Passage provided:
§ §

By Order of the Board

PAX Global Technology Limited

Cheung Shi Yeung

Company Secretary

Hong Kong, 13 April 2021

Notes:

  1. A member of the Company entitled to attend and vote at the meeting (or any adjournment thereof) (the "Meeting") convened by this notice is entitled to appoint one or more proxies to attend and vote in his stead. A proxy need not be a member of the Company.
  2. A form of proxy for use at the Meeting is enclosed.
  3. Completion and delivery of the form of proxy will not preclude a member from attending and voting in person at the Meeting if the member so desires.
  4. To be valid, a form of proxy must be duly completed and signed in accordance with the instructions printed thereon and lodged, together with the power of attorney or other authority, if any, under which it is signed or a certified copy of that power or authority, at the Company's branch share registrar in Hong Kong, Tricor Investor Services Limited, at Level 54, Hopewell Centre, 183 Queen's Road East, Hong Kong not less than 48 hours before the time appointed for holding the Meeting or any adjournment thereof (as the case may be).
  5. With regard to resolutions nos. 3 and 4 in this notice, the Board of Directors proposes Mr. Lu Jie and Mr. Man Kwok Kuen, Charles be re-elected as Directors. The particulars of the relevant Directors are set out in Appendix II to the circular to the shareholders dated 13 April 2021.

§ §

Data block:
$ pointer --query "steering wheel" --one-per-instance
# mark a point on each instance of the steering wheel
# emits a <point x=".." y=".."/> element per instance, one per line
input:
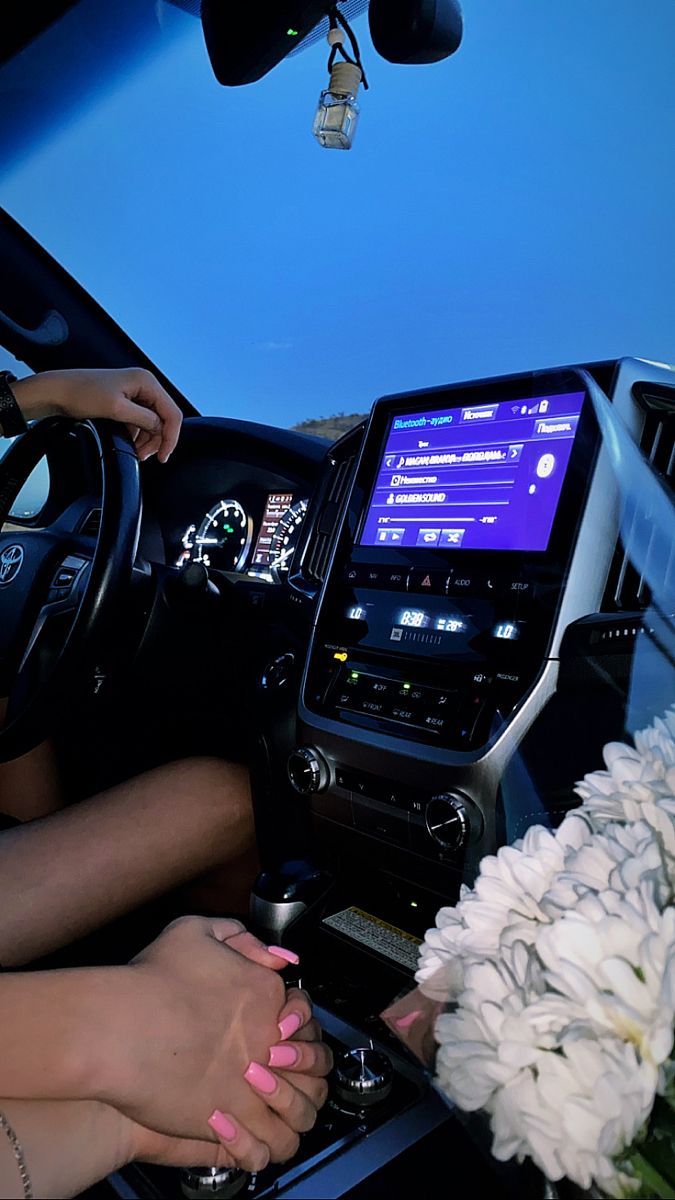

§ §

Task instructions: According to the meeting notice, how long before the appointed meeting time must a form of proxy be lodged? Please answer in one sentence.

Final answer: A form of proxy must be lodged not less than 48 hours before the time appointed for holding the Meeting or any adjournment thereof.